**Page**
Ive got to say as well that i have never had a calmer puppy much easier to train as better concentration, burns is a complete ,natural food no additives or preservatives and colourings. An excellent food


----------



## haeveymolly (Mar 7, 2009)

Debbie said:


> I would change him over then
> Both Arden Grange and Royal Canin can be ordered online ...and you can buy them at some pet stores but they are cheaper through the food companies themselves.
> Not sure on Burns as its not a food I have ever fed...but I am sure they have their own site you can order from


Look on the burns website for their number, they have an excellent nutrition team that will speak to you.


----------



## haeveymolly (Mar 7, 2009)

**Recorded data**
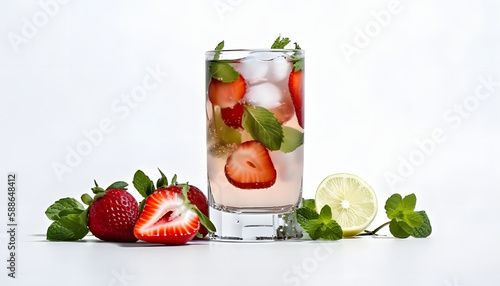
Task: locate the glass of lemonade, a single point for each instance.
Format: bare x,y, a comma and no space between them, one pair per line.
255,135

**Task instructions**
1. According to the dog food thread, what does Burns have that will speak to you?
2. Say whether each statement agrees with the dog food thread, answering yes or no and quoting the deciding words: (a) Arden Grange and Royal Canin can be ordered online. (b) Debbie has fed Burns before. (c) Burns food contains preservatives.
Answer from the dog food thread alone.

**The replies**
1. An excellent nutrition team.

2.
(a) Yes: "Both Arden Grange and Royal Canin can be ordered online"
(b) No: "Not sure on Burns as its not a food I have ever fed"
(c) No: "no additives or preservatives and colourings"